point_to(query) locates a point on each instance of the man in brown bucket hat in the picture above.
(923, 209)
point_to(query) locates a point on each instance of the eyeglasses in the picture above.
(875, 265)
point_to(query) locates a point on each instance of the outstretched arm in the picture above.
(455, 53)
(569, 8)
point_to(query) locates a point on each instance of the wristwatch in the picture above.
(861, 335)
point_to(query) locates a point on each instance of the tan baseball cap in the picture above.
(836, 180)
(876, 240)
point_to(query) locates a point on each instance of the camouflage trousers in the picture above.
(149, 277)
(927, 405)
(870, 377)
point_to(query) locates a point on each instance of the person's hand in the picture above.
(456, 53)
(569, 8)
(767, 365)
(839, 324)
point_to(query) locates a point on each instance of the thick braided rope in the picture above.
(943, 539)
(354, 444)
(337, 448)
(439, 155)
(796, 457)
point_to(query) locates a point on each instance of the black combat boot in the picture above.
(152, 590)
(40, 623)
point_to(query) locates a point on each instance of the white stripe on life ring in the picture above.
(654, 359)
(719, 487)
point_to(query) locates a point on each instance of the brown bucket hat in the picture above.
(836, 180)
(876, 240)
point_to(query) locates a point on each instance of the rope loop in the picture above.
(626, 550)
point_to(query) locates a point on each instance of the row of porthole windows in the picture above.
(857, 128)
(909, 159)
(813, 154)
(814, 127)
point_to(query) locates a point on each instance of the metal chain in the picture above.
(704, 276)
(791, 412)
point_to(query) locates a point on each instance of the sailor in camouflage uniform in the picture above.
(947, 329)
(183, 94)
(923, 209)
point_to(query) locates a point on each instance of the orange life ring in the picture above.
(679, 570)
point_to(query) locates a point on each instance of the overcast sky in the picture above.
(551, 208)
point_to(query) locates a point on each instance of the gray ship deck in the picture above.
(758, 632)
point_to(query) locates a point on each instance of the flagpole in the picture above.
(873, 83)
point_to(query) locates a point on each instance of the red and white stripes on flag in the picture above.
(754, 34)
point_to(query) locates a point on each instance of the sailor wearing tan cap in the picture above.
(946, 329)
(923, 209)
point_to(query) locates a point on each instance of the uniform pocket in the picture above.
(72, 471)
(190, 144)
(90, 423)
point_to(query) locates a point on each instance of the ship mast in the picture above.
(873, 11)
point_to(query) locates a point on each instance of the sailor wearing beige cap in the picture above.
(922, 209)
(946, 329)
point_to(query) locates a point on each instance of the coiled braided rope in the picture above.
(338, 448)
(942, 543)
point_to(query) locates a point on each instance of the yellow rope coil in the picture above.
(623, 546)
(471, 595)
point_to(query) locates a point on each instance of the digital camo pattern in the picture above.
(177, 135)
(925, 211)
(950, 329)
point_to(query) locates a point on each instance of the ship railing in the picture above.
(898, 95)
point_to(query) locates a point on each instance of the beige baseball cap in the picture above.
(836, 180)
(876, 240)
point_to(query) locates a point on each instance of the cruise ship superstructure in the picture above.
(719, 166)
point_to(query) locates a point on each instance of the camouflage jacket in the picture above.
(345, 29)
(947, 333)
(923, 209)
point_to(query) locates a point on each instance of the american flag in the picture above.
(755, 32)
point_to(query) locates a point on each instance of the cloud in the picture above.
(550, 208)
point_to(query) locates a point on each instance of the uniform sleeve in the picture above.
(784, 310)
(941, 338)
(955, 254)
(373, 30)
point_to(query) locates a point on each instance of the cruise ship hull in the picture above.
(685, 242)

***

● Aim of the task: Please write out each line of the listing above exactly.

● Result:
point_to(query) locates a point on each instance of the man in brown bucket hat in the picture above.
(923, 209)
point_to(query) locates a point on each instance of the eyeglasses in the picture above.
(875, 265)
point_to(query) locates a point on each instance of the outstretched arm in the picture above.
(455, 53)
(569, 8)
point_to(query) locates a point on each instance of the wristwatch in the picture above.
(861, 335)
point_to(query) locates a point on each instance of the tan baseball cap in the picture above.
(836, 180)
(876, 240)
point_to(query) locates a point on each instance of the camouflage trousers in the picture above.
(149, 277)
(927, 405)
(870, 377)
point_to(query) locates a point on each instance of the person's hand in the picture above.
(456, 53)
(569, 8)
(767, 365)
(839, 324)
point_to(query) locates a point on each instance of the thick braided rope in the picture above.
(943, 539)
(354, 444)
(337, 448)
(439, 155)
(796, 457)
point_to(query) locates a point on each instance of the black combat boot in the picture above.
(152, 590)
(40, 623)
point_to(query) locates a point on each instance of the white stripe on life ring in the picture above.
(654, 359)
(719, 487)
point_to(query) locates a point on each instance of the brown bucket hat in the picture above.
(836, 180)
(876, 240)
point_to(query) locates a point on each instance of the rope loop in the picture above.
(626, 550)
point_to(query) locates a point on each instance of the row of porthole windows in the picture above.
(857, 128)
(909, 159)
(813, 154)
(814, 127)
point_to(query) locates a point on each instance of the metal chain in the picture above.
(704, 276)
(791, 412)
point_to(query) locates a point on each instance of the sailor in camouflage uniform in the picture above.
(947, 329)
(183, 94)
(923, 209)
point_to(query) locates a point on each instance of the orange life ring in the picture above.
(679, 570)
point_to(query) locates a point on each instance of the overcast sky in the picture above.
(551, 208)
point_to(query) locates a point on each instance of the gray ship deck in the picture above.
(758, 632)
point_to(query) locates a point on each instance of the flagpole in the picture above.
(873, 83)
point_to(query) locates a point on each instance of the red and white stripes on flag in the picture above.
(754, 34)
point_to(query) locates a point on each instance of the sailor wearing tan cap in the picture above.
(946, 329)
(923, 209)
point_to(query) locates a point on each instance of the uniform pocket in the picture above.
(72, 471)
(190, 144)
(90, 423)
point_to(query) locates a point on each instance of the ship mast in the picture above.
(873, 11)
point_to(query) locates a point on each instance of the sailor wearing beige cap in the picture above.
(922, 209)
(946, 329)
point_to(query) locates a point on each instance of the coiled braided rope in the picture above.
(338, 448)
(942, 543)
point_to(query) locates a point on each instance of the yellow rope coil in the picture above.
(623, 546)
(471, 595)
point_to(query) locates a point on each instance of the digital camo pattern in the picture above.
(177, 135)
(925, 211)
(950, 329)
point_to(query) locates a point on each instance of the ship railing in the picture above.
(898, 95)
point_to(query) locates a point on each instance of the beige baseball cap in the picture above.
(836, 180)
(876, 240)
point_to(query) locates a point on each instance of the cruise ship superstructure in the picture above.
(719, 166)
point_to(query) locates a point on each instance of the camouflage jacket in the picture above.
(345, 29)
(947, 333)
(923, 209)
point_to(query) locates a point on each instance of the american flag in the picture above.
(755, 32)
point_to(query) locates a point on each instance of the cloud in the picture above.
(550, 208)
point_to(query) locates a point on each instance of the uniform sleeve in the picture above.
(784, 310)
(941, 338)
(955, 254)
(373, 30)
point_to(query) locates a point on each instance of the cruise ship hull in the picture above.
(685, 242)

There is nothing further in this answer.